**Instructions to follow:** Convert the lines below into a JSON list of strings, one string per line, leaving out any blank lines.
== Records shown
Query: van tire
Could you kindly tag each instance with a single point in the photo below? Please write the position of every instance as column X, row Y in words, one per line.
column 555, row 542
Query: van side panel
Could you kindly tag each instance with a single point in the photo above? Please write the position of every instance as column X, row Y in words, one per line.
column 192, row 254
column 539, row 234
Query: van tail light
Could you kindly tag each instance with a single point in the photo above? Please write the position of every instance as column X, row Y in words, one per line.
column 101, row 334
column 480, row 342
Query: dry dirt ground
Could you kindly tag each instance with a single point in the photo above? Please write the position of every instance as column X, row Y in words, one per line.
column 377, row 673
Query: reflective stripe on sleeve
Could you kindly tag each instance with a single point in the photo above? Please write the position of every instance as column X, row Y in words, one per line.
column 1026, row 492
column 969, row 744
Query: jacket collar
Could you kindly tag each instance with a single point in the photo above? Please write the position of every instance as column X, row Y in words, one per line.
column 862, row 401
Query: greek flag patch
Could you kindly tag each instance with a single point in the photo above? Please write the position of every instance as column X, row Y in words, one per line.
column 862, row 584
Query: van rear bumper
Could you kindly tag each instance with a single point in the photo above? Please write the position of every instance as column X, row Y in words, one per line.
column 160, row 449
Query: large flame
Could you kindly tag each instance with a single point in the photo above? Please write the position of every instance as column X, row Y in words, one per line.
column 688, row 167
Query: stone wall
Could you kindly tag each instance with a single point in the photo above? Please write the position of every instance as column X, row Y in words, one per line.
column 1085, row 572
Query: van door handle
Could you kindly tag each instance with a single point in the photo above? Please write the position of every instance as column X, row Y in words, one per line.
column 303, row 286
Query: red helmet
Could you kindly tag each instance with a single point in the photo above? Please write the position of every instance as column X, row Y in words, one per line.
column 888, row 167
====
**Correct response:**
[
  "Query: van tire",
  "Could you kindly tag each instance with a single point in the photo below? Please write the position of every instance as column X, row Y in words, one per line.",
  "column 555, row 542",
  "Query: van side panel",
  "Could you kindly tag each instance with a single point in the photo above? Please write the position of every instance as column X, row Y in words, one per line.",
  "column 192, row 254",
  "column 539, row 234",
  "Query: van tail light",
  "Could you kindly tag each instance with a single point in the photo above? Please write the position of every instance as column X, row Y in words, one per line.",
  "column 101, row 334",
  "column 480, row 342",
  "Query: dry dirt ground",
  "Could you kindly tag each instance with a single point in the photo above? Please write the position of every instance as column X, row Y in words, one per line.",
  "column 377, row 673",
  "Query: reflective stripe on sleeve",
  "Could you kindly tag each instance with a single point in the photo above? Please write the position of every instance as column X, row Y in words, one per line.",
  "column 1026, row 492",
  "column 969, row 744",
  "Query: jacket collar",
  "Could you kindly tag each instance with a single point in the photo above? Please write the position of every instance as column X, row Y in words, one per line.",
  "column 862, row 401",
  "Query: greek flag patch",
  "Could you kindly tag each instance with a single point in the photo above? Please write the position of every instance as column X, row Y in words, one per line.",
  "column 862, row 584",
  "Query: van rear bumper",
  "Could you kindly tag each instance with a single point in the photo above? Please write the position of every instance as column X, row Y in words, one per line.",
  "column 160, row 449",
  "Query: large flame",
  "Could you kindly tag each instance with a single point in the photo above? Please write the position of every instance as column X, row Y in words, one per line.",
  "column 688, row 167",
  "Query: stone wall",
  "Could you kindly tag each instance with a single point in the photo above? Please write the position of every instance as column X, row Y in words, one per line.",
  "column 1085, row 572",
  "Query: van door handle",
  "Could you kindly tag each instance with a single point in the photo above? Please write the position of every instance as column X, row Y in words, one per line.",
  "column 303, row 286",
  "Query: red helmet",
  "Could you kindly tag each instance with a single point in the photo above? Please write the position of every instance as column X, row Y in words, one per line.",
  "column 888, row 167"
]